Problems to work on:
- 1) In the forum thread on display lists, which graphics card is in the home machine where the first poster ran the test again?
- 2) Copy the forum thread on display lists word for word, from "kehziah: I tried" to "use immediate mode.".

Supplied passage:
As you can see, there are less glNormal calls then I previously said...

kehziah: I tried it with less cubes, but the display lists are always slower - the lower the number of cubes, the less the difference - but dlists are always slower.
I'm now running it on my home machine, with a geforce3 ti500 in it, and it's the same problem - although all frame rates are slightly higher (obviously).

Grimba
05-17-2002, 04:27 PM
I am guessing you are seeing driver limitations made by nvidia because they want their consumer based cards slower than their Quadro cards at professional apps. And professional apps use things like dlists. They need to make immediate mode fast for games like mdk2 which use immediate mode.

Lev
05-17-2002, 04:40 PM
mdk2 uses immediate mode?? where did they get the engine programmers? from the dumps? When I hear(read) such things I almost agree to someone here in the forum (don't remember who) who would like to see immediate mode banned from opengl.

-Lev

knackered
05-17-2002, 05:35 PM
I feel like I've entered the twighlight zone today - I mean, I can remember display lists being around 6X faster than immediate mode...or did I dream that year?

mcraighead
05-17-2002, 06:19 PM
Yes, MDK2 uses immediate mode. (It also has a display list option, but it runs slower with display lists, for some strange reason.)

In this case, I'd suggest that the problem is your use of four vertices for each normal. This sort of nonuniform vertex usage is good for immediate mode and likely to be bad in other cases. It's very hard to optimize that sort of usage.


Now, if you think overuse of immediate mode in apps is a bad thing, you haven't seen the incredible stupidity of some GL apps.

- Matt

jwatte
05-18-2002, 10:18 AM
> I almost agree to someone here in the
> forum (don't remember who) who would like
> to see immediate mode banned

Might have been me. I think any API designed for performance should be block streaming based; ideally with application access to driver-allocated buffers.

UNIX write() is bad. nVIDIA VAR/ATI MOB is good.

Anyway, display lists ought to work well when you compile them once and then draw them "forever". It ought to be possible to optimize simple glBegin()/issue/glEnd() cases no matter what it is that you're issuing, fairly simply, as the driver ought to be capable of expanding all current state per vertex when Vertex3f() is called. Perhaps the display list optimization isn't that aggressive, though.

Data excerpt:
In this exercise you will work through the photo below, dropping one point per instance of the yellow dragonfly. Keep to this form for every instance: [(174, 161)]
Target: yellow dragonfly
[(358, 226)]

Task-by-task outputs:
- 1) A GeForce3 Ti500.

- 2)
kehziah: I tried it with less cubes, but the display lists are always slower - the lower the number of cubes, the less the difference - but dlists are always slower.
I'm now running it on my home machine, with a geforce3 ti500 in it, and it's the same problem - although all frame rates are slightly higher (obviously).

Grimba
05-17-2002, 04:27 PM
I am guessing you are seeing driver limitations made by nvidia because they want their consumer based cards slower than their Quadro cards at professional apps. And professional apps use things like dlists. They need to make immediate mode fast for games like mdk2 which use immediate mode.